> REQUIRED TASK
Copy the entries below with every "Running detection" swapped for "Starting detection", leaving everything else unchanged.

> INPUT ROWS
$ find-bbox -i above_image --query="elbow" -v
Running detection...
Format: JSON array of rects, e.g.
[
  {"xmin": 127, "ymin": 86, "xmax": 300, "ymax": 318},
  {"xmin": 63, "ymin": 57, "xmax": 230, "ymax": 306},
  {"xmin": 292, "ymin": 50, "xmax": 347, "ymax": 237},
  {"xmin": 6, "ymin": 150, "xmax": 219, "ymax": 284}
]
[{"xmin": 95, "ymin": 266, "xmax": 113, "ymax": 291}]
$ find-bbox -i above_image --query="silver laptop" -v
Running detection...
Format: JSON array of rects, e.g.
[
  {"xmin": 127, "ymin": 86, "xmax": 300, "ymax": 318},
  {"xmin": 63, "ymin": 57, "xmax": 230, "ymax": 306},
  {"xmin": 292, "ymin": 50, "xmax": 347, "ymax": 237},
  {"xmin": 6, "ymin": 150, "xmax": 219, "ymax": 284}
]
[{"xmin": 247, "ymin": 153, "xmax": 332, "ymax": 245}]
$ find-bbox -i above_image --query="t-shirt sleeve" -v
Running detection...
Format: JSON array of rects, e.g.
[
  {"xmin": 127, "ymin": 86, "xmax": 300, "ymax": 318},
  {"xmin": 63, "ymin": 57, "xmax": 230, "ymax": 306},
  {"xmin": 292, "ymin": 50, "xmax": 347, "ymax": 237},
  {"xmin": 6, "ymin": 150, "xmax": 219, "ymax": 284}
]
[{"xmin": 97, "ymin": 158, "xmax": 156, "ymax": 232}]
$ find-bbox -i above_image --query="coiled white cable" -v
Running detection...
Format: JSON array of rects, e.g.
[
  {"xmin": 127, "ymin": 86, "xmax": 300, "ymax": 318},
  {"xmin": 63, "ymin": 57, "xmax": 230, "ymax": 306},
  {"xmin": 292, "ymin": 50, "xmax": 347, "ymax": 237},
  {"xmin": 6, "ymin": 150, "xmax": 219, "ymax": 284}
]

> FULL RESPONSE
$ find-bbox -i above_image --query="elbow" -v
Starting detection...
Format: JSON array of rects, e.g.
[
  {"xmin": 127, "ymin": 86, "xmax": 300, "ymax": 318},
  {"xmin": 63, "ymin": 57, "xmax": 230, "ymax": 306},
  {"xmin": 292, "ymin": 50, "xmax": 347, "ymax": 237},
  {"xmin": 6, "ymin": 150, "xmax": 219, "ymax": 284}
]
[{"xmin": 95, "ymin": 266, "xmax": 113, "ymax": 291}]
$ find-bbox -i above_image --query="silver laptop" -v
Starting detection...
Format: JSON array of rects, e.g.
[
  {"xmin": 127, "ymin": 86, "xmax": 300, "ymax": 318},
  {"xmin": 63, "ymin": 57, "xmax": 230, "ymax": 306},
  {"xmin": 292, "ymin": 50, "xmax": 347, "ymax": 237},
  {"xmin": 6, "ymin": 150, "xmax": 219, "ymax": 284}
]
[{"xmin": 247, "ymin": 153, "xmax": 332, "ymax": 245}]
$ find-bbox -i above_image --query="t-shirt sleeve" -v
Starting detection...
Format: JSON array of rects, e.g.
[
  {"xmin": 127, "ymin": 86, "xmax": 300, "ymax": 318},
  {"xmin": 63, "ymin": 57, "xmax": 230, "ymax": 306},
  {"xmin": 292, "ymin": 50, "xmax": 347, "ymax": 237},
  {"xmin": 6, "ymin": 150, "xmax": 219, "ymax": 284}
]
[{"xmin": 97, "ymin": 158, "xmax": 156, "ymax": 232}]
$ find-bbox -i above_image --query="coiled white cable" -v
Starting detection...
Format: JSON array of rects, e.g.
[
  {"xmin": 127, "ymin": 86, "xmax": 300, "ymax": 318},
  {"xmin": 63, "ymin": 57, "xmax": 230, "ymax": 306},
  {"xmin": 292, "ymin": 50, "xmax": 347, "ymax": 237},
  {"xmin": 6, "ymin": 150, "xmax": 219, "ymax": 284}
]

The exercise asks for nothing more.